▶ _Brief 1_: List the column headings of the convertible loan notes table in the financial note.
▶ _Brief 2_: According to the financial note, by how much did Barclays extend the facility on 31 January 2016?
▶ _Brief 3_: Duplicate the passage from the financial note starting with "14 Convertible loan" and going on through "paid (175) (175)".

Interest is payable at 3.5% above LIBOR on the outstanding balance,
which is repayable at a rate of GBP250,000 per quarter over 5
years. On 31 January 2016, Barclays extended the facility by a
further GBP1 million, which increased the payment terms by 12
months. The overdraft is secured on the assets of the group by way
of fixed and floating charges.
14 Convertible loan notes
Opus Kypera Total
GBP000 GBP000 GBP000
------------------------ ------ ------- ------- -------
At 1 April 2015 - - -
Additions 443 3,500 3,943
Interest unwound - 28 28
Fair value adjustment - (251) (251)
--------------------------------- ------- ------- -------
At 31 March 2016 443 3,277 3,720
Interest unwound 22 280 302
Interest due to be paid (175) (175)
Conversion (250) - (250)
Repayments - (500) (500)

▶ _Point-based annotation data_:
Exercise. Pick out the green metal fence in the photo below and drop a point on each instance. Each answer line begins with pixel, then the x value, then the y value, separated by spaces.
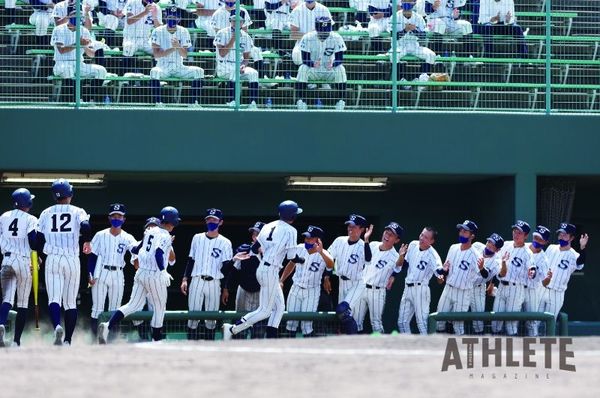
pixel 534 56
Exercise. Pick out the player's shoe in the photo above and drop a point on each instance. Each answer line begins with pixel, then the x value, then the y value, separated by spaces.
pixel 301 105
pixel 58 335
pixel 227 333
pixel 103 333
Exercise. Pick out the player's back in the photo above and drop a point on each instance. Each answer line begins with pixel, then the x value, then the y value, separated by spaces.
pixel 61 225
pixel 15 225
pixel 276 238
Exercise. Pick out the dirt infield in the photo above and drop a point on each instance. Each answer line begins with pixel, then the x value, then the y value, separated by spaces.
pixel 363 366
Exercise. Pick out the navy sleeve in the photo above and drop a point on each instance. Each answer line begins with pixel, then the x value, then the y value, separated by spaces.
pixel 86 231
pixel 92 259
pixel 339 57
pixel 306 59
pixel 159 255
pixel 32 238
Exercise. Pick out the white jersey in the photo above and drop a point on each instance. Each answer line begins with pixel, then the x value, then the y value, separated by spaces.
pixel 64 36
pixel 309 274
pixel 304 19
pixel 141 29
pixel 519 261
pixel 222 38
pixel 278 240
pixel 446 8
pixel 220 19
pixel 562 264
pixel 15 225
pixel 111 249
pixel 381 267
pixel 491 8
pixel 349 257
pixel 322 51
pixel 162 37
pixel 209 254
pixel 421 263
pixel 60 225
pixel 463 266
pixel 154 238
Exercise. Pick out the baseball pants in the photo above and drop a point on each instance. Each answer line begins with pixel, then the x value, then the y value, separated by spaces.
pixel 508 299
pixel 415 302
pixel 302 300
pixel 62 280
pixel 205 293
pixel 148 284
pixel 16 279
pixel 110 283
pixel 271 301
pixel 454 300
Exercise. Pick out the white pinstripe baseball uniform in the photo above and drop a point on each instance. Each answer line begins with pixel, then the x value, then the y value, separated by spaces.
pixel 205 285
pixel 15 225
pixel 108 273
pixel 60 225
pixel 306 289
pixel 416 297
pixel 511 290
pixel 456 296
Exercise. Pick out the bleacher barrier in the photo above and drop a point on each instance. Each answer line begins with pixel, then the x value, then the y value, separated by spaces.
pixel 137 325
pixel 547 325
pixel 542 57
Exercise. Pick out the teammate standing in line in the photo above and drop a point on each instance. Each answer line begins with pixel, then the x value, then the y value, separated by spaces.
pixel 209 253
pixel 106 279
pixel 17 240
pixel 58 234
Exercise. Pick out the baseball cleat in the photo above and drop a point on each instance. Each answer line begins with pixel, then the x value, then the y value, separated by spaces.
pixel 103 333
pixel 58 335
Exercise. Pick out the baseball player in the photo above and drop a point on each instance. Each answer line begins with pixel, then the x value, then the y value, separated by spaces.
pixel 422 260
pixel 109 247
pixel 226 59
pixel 18 237
pixel 170 44
pixel 563 260
pixel 306 289
pixel 151 279
pixel 322 56
pixel 488 268
pixel 59 229
pixel 534 289
pixel 277 240
pixel 378 276
pixel 411 28
pixel 458 271
pixel 209 253
pixel 513 278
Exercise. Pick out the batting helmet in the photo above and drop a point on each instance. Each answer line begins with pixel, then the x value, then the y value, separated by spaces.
pixel 61 188
pixel 288 210
pixel 169 215
pixel 22 198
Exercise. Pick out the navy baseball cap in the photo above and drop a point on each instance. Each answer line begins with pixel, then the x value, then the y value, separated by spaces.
pixel 356 219
pixel 257 226
pixel 214 213
pixel 314 232
pixel 522 226
pixel 497 240
pixel 542 232
pixel 116 208
pixel 567 228
pixel 468 225
pixel 395 228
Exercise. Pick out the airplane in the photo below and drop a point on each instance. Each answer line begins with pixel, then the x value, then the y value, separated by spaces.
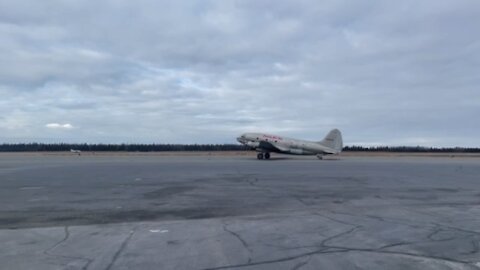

▶ _Output 1_: Opus, Kypera, Total

▶ _Output 2_: By a further GBP1 million.

▶ _Output 3_:
14 Convertible loan notes
Opus Kypera Total
GBP000 GBP000 GBP000
------------------------ ------ ------- ------- -------
At 1 April 2015 - - -
Additions 443 3,500 3,943
Interest unwound - 28 28
Fair value adjustment - (251) (251)
--------------------------------- ------- ------- -------
At 31 March 2016 443 3,277 3,720
Interest unwound 22 280 302
Interest due to be paid (175) (175)